* begin MATERIAL SHOWN *

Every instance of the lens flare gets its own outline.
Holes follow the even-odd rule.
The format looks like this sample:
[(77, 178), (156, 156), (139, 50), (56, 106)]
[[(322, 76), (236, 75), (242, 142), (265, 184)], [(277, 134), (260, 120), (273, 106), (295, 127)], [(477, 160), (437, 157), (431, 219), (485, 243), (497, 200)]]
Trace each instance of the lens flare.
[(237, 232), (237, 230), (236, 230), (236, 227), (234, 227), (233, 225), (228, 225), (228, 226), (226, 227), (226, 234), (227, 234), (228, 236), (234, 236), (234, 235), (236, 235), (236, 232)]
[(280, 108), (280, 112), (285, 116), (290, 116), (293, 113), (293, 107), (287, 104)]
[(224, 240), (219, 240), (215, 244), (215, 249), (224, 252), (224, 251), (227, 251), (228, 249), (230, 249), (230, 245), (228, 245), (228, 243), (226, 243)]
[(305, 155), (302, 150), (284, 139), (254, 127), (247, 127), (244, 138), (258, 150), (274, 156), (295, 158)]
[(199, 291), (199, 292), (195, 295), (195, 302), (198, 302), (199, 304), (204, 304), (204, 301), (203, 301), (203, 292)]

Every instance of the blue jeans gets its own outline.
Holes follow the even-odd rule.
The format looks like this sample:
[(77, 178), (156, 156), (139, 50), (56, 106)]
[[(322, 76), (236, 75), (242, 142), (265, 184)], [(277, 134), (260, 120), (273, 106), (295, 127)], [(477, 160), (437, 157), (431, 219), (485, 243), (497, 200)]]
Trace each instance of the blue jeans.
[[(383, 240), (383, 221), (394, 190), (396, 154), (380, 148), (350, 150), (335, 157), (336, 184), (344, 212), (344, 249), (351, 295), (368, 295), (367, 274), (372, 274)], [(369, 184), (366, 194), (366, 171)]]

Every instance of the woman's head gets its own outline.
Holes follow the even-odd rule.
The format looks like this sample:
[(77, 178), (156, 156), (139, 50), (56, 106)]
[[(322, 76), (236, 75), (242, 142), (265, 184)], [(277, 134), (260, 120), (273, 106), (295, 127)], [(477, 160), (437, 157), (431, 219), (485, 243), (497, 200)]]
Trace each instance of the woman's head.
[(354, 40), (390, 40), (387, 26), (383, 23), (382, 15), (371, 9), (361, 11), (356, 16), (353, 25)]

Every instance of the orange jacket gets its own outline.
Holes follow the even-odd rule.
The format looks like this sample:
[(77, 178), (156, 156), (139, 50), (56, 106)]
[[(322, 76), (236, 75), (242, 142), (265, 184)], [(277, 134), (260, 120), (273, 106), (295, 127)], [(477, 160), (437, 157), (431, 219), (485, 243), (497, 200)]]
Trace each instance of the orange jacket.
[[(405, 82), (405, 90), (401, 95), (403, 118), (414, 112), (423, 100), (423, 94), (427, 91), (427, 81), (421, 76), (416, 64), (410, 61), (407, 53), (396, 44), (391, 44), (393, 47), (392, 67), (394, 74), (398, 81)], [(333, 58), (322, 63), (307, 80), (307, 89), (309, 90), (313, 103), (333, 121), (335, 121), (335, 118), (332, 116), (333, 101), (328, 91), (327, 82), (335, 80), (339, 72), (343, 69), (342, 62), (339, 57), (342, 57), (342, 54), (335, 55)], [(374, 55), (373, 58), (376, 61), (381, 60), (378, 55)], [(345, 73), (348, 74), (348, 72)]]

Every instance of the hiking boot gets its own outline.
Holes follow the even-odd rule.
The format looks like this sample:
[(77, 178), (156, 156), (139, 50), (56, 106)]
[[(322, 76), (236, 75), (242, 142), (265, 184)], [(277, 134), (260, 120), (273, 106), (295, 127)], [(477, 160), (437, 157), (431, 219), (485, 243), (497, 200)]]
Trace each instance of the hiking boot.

* end MATERIAL SHOWN *

== TO DO ==
Can you lay out every line of the items above as a JSON list of strings, one string per line, with the blank lines left out?

== SOLVED PROBLEM ==
[
  "Every instance of the lens flare gets its own outline.",
  "Holes follow the even-odd rule.",
  "The format looks like this sample:",
  "[(77, 178), (156, 156), (139, 50), (56, 106)]",
  "[[(322, 76), (236, 75), (242, 142), (265, 184)], [(277, 134), (260, 120), (273, 106), (295, 127)], [(477, 160), (437, 157), (431, 219), (485, 243), (497, 200)]]",
  "Trace each instance of the lens flare.",
  "[(237, 232), (237, 230), (236, 230), (236, 227), (234, 227), (233, 225), (228, 225), (228, 226), (226, 227), (226, 234), (227, 234), (228, 236), (234, 236), (234, 235), (236, 235), (236, 232)]",
  "[(280, 108), (280, 112), (285, 116), (290, 116), (293, 113), (293, 107), (287, 104)]",
  "[(224, 240), (219, 240), (215, 244), (215, 249), (224, 252), (224, 251), (227, 251), (228, 249), (230, 249), (230, 245), (228, 245), (228, 243), (226, 243)]",
  "[(305, 155), (302, 150), (284, 139), (254, 127), (247, 127), (244, 138), (258, 150), (274, 156), (295, 158)]",
  "[(199, 291), (199, 292), (195, 295), (195, 302), (198, 302), (199, 304), (204, 304), (204, 301), (203, 301), (203, 292)]",
  "Every instance of the blue jeans gets its own outline.",
  "Holes follow the even-odd rule.",
  "The format looks like this sample:",
  "[(77, 178), (156, 156), (139, 50), (56, 106)]",
  "[[(322, 76), (236, 75), (242, 142), (265, 184)], [(277, 134), (260, 120), (273, 106), (295, 127)], [(477, 160), (437, 157), (431, 219), (485, 243), (497, 200)]]",
  "Trace each instance of the blue jeans.",
  "[[(383, 240), (383, 221), (394, 190), (396, 154), (380, 148), (350, 150), (335, 157), (336, 184), (344, 212), (344, 249), (351, 295), (368, 295), (367, 274), (372, 274)], [(369, 184), (366, 194), (366, 171)]]",
  "Every instance of the woman's head gets its own outline.",
  "Holes follow the even-odd rule.",
  "The format looks like this sample:",
  "[(77, 178), (156, 156), (139, 50), (56, 106)]",
  "[[(322, 76), (236, 75), (242, 142), (265, 184)], [(277, 134), (260, 120), (273, 106), (295, 127)], [(477, 160), (437, 157), (431, 219), (485, 243), (497, 200)]]",
  "Trace each instance of the woman's head.",
  "[(354, 40), (390, 40), (387, 26), (383, 23), (382, 15), (371, 9), (361, 11), (356, 16), (353, 25)]",
  "Every instance of the orange jacket gets its own outline.",
  "Holes follow the even-odd rule.",
  "The format looks like this sample:",
  "[(77, 178), (156, 156), (139, 50), (56, 106)]",
  "[[(322, 76), (236, 75), (242, 142), (265, 184)], [(277, 134), (260, 120), (273, 106), (295, 127)], [(477, 160), (437, 157), (431, 219), (485, 243), (497, 200)]]",
  "Trace each instance of the orange jacket.",
  "[[(405, 82), (405, 90), (401, 95), (403, 118), (414, 112), (423, 100), (423, 94), (427, 91), (427, 81), (421, 76), (416, 64), (410, 61), (407, 53), (396, 44), (391, 44), (393, 47), (392, 67), (394, 74), (398, 81)], [(333, 58), (322, 63), (307, 80), (307, 89), (309, 90), (313, 103), (333, 121), (335, 121), (335, 118), (332, 116), (333, 101), (328, 91), (327, 82), (335, 80), (339, 72), (343, 69), (342, 62), (339, 57), (342, 57), (342, 54), (335, 55)], [(374, 55), (373, 58), (376, 61), (381, 60), (378, 55)], [(345, 73), (348, 74), (348, 72)]]",
  "Every instance of the hiking boot gets its own outline.",
  "Holes follow the even-odd rule.",
  "The format looks like this sample:",
  "[(77, 178), (156, 156), (139, 50), (56, 106)]",
  "[[(322, 76), (236, 75), (242, 142), (265, 184)], [(277, 134), (260, 120), (273, 106), (295, 127)], [(477, 160), (437, 157), (431, 219), (485, 243), (497, 200)]]",
  "Trace each instance of the hiking boot."
]